▶ [Source data]:
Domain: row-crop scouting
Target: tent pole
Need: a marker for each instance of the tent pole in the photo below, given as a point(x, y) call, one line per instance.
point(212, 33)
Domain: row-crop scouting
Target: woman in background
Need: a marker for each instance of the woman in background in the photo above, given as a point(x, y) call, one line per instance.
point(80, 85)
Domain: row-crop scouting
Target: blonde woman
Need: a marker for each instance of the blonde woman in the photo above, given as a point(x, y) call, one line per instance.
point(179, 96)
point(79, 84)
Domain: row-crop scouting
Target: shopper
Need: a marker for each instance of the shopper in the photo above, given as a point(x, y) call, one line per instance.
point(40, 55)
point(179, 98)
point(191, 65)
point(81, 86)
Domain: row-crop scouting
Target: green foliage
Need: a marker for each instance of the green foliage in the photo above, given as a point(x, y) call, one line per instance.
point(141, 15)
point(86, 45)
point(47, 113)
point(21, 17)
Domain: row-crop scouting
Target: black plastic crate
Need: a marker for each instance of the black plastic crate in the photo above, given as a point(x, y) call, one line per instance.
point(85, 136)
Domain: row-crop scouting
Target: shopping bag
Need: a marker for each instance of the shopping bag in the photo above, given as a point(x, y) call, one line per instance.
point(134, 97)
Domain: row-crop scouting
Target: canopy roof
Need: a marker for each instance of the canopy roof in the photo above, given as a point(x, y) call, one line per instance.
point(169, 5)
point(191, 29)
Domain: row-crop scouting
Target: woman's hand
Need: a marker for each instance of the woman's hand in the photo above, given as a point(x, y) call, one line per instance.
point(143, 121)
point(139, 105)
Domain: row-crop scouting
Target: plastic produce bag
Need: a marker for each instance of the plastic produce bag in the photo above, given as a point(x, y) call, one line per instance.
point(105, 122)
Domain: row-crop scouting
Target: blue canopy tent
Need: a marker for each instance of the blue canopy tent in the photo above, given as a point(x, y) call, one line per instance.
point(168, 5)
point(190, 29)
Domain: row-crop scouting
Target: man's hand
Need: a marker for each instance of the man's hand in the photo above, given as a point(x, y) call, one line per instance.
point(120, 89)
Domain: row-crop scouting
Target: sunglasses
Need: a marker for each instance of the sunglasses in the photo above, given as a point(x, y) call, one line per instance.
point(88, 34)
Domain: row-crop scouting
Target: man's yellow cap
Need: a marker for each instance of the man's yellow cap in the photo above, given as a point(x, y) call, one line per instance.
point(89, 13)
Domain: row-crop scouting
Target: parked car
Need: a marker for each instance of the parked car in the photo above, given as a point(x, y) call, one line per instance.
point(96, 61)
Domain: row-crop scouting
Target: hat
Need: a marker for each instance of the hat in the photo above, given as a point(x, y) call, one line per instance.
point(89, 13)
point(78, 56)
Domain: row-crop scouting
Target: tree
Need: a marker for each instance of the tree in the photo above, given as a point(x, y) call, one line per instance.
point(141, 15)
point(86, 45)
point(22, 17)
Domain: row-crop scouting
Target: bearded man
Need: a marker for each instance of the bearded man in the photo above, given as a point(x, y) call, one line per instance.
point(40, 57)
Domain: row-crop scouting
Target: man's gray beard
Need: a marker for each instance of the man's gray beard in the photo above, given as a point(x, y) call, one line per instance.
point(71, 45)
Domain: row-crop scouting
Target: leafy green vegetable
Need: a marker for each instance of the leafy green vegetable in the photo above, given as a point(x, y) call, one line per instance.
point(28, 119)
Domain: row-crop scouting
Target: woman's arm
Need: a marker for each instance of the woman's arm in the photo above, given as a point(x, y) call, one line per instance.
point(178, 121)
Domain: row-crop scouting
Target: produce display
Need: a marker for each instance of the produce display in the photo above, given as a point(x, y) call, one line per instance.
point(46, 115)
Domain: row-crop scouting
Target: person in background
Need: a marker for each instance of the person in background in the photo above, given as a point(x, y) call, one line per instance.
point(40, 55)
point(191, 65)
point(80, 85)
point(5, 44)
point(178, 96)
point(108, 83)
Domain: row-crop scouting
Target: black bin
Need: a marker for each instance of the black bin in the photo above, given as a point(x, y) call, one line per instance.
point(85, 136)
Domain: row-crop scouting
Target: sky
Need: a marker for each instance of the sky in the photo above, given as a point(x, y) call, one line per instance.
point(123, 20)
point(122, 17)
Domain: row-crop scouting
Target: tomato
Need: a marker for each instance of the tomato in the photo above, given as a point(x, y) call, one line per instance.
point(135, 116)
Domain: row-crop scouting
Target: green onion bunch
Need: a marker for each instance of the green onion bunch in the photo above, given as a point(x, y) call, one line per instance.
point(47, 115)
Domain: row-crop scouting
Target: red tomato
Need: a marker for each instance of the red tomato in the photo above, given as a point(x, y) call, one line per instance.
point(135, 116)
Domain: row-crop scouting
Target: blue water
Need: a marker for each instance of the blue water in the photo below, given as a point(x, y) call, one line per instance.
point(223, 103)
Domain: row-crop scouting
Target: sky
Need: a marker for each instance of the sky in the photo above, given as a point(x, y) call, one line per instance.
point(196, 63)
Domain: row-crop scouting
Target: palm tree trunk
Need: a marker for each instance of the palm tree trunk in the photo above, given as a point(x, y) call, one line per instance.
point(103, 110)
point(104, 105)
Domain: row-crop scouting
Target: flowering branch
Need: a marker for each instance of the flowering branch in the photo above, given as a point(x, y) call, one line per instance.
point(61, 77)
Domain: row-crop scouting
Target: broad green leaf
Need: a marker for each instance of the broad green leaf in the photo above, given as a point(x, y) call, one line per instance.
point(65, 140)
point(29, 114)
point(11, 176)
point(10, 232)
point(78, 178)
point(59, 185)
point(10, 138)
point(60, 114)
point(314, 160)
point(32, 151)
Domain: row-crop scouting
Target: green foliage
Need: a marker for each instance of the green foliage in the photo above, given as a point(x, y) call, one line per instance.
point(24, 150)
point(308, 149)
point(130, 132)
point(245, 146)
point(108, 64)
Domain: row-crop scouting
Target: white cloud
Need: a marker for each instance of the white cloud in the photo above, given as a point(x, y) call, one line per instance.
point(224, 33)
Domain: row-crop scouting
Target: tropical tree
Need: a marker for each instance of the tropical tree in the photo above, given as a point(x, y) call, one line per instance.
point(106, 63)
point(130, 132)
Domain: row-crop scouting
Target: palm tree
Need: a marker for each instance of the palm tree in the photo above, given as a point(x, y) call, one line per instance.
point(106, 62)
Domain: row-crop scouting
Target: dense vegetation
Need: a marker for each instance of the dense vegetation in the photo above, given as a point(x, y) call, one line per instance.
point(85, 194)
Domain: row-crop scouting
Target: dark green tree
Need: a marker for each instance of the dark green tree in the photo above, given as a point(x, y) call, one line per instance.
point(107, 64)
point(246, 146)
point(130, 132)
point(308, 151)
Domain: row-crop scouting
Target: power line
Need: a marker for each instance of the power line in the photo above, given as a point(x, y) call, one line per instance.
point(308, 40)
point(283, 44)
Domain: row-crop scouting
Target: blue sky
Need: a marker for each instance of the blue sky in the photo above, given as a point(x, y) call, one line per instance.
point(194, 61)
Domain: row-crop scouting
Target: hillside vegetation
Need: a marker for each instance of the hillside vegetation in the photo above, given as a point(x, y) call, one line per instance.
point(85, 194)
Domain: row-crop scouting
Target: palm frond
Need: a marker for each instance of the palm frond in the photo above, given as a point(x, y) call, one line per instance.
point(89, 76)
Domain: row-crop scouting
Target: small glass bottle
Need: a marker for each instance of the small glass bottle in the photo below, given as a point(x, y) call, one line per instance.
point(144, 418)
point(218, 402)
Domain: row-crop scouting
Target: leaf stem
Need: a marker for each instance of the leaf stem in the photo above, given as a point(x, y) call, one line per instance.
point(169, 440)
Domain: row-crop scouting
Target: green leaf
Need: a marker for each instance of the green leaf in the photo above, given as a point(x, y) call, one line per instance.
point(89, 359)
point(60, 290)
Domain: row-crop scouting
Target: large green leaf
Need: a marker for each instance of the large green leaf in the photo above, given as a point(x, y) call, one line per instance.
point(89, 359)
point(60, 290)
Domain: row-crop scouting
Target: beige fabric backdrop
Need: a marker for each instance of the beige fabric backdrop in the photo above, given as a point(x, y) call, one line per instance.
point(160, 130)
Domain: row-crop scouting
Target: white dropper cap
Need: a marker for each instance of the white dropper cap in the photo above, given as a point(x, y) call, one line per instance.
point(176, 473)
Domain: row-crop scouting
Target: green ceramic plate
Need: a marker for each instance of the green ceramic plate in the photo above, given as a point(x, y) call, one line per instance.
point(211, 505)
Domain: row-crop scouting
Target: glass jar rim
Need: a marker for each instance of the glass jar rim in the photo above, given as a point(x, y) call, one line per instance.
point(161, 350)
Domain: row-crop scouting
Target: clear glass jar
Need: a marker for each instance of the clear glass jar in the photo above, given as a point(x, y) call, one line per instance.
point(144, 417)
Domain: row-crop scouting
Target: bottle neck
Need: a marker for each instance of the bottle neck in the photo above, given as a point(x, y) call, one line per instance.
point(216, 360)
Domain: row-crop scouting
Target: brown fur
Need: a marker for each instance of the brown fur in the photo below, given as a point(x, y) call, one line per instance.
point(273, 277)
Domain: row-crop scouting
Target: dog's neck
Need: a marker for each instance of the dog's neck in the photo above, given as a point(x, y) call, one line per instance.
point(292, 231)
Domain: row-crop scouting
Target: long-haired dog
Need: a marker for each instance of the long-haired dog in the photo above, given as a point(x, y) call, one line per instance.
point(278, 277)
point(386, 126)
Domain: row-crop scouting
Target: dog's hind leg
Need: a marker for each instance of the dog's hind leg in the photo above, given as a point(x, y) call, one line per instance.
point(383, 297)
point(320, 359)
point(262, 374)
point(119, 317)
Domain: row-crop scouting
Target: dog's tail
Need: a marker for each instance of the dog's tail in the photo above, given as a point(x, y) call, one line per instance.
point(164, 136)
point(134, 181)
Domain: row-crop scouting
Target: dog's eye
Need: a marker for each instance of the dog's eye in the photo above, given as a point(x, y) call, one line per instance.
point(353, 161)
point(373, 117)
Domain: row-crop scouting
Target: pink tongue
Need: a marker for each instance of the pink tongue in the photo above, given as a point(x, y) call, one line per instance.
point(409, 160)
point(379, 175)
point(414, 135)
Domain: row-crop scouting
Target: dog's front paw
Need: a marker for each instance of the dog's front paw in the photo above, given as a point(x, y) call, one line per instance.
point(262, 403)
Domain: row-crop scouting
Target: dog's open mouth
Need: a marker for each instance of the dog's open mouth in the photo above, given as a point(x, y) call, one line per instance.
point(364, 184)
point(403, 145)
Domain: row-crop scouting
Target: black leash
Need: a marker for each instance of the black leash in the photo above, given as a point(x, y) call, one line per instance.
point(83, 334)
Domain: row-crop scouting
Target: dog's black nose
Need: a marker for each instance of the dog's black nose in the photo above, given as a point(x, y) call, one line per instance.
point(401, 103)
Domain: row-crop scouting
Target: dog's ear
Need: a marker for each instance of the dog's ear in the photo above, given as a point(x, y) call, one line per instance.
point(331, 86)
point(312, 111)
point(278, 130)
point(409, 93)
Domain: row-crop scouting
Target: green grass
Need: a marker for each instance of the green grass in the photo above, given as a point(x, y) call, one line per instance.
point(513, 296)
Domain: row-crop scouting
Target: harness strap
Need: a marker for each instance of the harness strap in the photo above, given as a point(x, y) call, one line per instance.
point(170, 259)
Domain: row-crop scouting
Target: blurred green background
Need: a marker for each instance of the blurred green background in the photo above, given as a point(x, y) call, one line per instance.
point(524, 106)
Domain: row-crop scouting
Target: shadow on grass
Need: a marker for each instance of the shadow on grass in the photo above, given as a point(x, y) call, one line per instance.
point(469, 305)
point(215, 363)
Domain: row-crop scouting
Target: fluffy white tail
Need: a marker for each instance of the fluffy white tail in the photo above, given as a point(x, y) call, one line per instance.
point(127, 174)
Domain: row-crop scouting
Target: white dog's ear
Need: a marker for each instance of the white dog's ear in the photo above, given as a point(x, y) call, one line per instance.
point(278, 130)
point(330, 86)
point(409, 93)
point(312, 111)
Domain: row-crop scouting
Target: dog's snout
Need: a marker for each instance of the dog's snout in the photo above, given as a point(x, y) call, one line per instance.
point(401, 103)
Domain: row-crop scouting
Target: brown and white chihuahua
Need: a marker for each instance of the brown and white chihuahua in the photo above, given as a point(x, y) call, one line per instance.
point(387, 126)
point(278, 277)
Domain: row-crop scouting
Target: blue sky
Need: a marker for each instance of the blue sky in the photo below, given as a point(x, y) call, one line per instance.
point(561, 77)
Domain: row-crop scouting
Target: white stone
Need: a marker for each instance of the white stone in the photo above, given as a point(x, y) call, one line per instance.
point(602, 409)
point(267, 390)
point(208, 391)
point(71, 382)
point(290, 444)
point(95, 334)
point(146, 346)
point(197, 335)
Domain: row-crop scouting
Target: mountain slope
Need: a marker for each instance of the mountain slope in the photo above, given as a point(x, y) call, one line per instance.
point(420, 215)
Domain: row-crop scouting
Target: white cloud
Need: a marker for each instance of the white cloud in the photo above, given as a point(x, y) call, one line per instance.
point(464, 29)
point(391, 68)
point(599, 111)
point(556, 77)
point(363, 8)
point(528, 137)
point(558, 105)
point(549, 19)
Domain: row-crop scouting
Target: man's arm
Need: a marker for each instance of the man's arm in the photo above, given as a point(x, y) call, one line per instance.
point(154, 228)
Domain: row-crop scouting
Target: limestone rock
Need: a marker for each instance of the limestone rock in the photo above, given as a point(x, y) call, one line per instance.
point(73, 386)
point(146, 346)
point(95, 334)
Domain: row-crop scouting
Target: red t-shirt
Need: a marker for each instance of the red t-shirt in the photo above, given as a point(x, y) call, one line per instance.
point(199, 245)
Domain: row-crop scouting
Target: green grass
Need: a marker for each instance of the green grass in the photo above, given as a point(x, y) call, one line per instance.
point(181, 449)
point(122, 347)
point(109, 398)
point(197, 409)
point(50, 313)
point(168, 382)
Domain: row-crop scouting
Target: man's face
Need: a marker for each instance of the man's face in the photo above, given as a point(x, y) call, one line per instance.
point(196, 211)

▶ [Problem description]: Using the entries above, quote each line verbatim from the first through the line that contains "Target: black plastic crate".

▶ [Answer to this problem]:
Domain: row-crop scouting
Target: tent pole
Need: a marker for each instance of the tent pole in the photo below, given as a point(x, y) call, one line per instance.
point(212, 33)
Domain: row-crop scouting
Target: woman in background
Need: a marker for each instance of the woman in background in the photo above, given as a point(x, y) call, one line per instance.
point(80, 85)
Domain: row-crop scouting
Target: blonde woman
Need: a marker for each instance of the blonde woman in the photo above, given as a point(x, y) call, one line per instance.
point(179, 96)
point(79, 84)
Domain: row-crop scouting
Target: shopper
Need: a marker for each instance of the shopper in the photo above, given as a point(x, y) call, one line per instance.
point(40, 55)
point(179, 98)
point(191, 65)
point(81, 86)
Domain: row-crop scouting
Target: green foliage
Need: a marker for each instance of the green foliage in the photo above, given as a point(x, y) call, one line per instance.
point(141, 15)
point(86, 45)
point(47, 113)
point(21, 17)
Domain: row-crop scouting
Target: black plastic crate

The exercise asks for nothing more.